**WRITTEN INSTRUCTION**
Please return every row below that contains the word "instance" and copy each of those rows in full.

**DATA FOR THE TASK**

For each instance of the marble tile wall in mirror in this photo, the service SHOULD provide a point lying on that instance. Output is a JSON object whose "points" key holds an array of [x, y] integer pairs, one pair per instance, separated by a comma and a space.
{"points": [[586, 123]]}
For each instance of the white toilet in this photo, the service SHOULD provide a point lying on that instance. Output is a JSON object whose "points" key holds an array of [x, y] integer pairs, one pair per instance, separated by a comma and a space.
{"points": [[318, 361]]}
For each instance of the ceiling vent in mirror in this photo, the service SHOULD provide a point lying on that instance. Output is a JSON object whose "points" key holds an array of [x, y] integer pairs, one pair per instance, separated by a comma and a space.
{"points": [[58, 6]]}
==
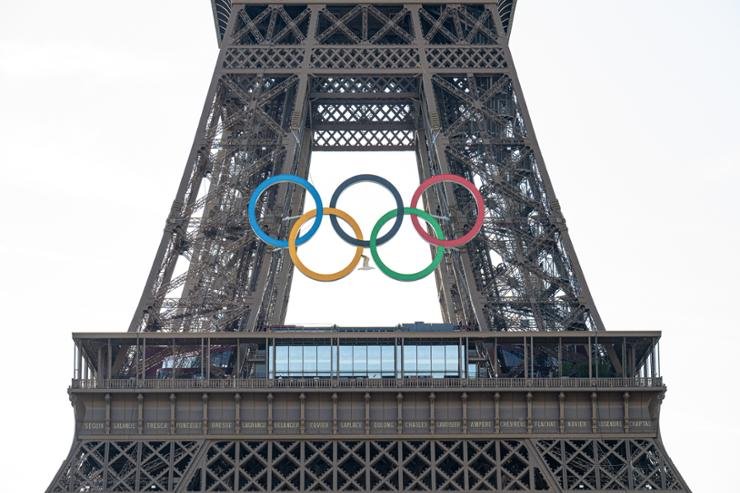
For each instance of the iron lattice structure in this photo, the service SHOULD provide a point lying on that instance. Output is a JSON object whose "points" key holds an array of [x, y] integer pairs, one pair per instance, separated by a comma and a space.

**RESPONSE BELOW**
For each instance of the marble tile wall in mirror in this photo, the service SHOULD provide a point lying on that instance. Output is a JSON object whose "points" key holds an array of [x, y] integer pairs, one pair per instance, separated by a comma and a space.
For each instance of the white toilet in this photo, the service SHOULD provide a point lying on that instance. Output is a JSON object whose "points" key holds an array of [x, y] integer pairs, one pair per instance, separated by a comma and a space.
For each instance of the ceiling vent in mirror in this photo, the service SHOULD provide a point lying on that instance. Output is a JSON object whose "points" key holds an array of [x, y] integer pairs, one pair per instance, separated by a comma and a space.
For each instance of the iron lattice structure in this photo, the service SHOULD provide a point lying on that instance. Output is a JSON object whose "points" key holds an array of [x, y] integer pairs, one pair per instance, separated by a comma and a space.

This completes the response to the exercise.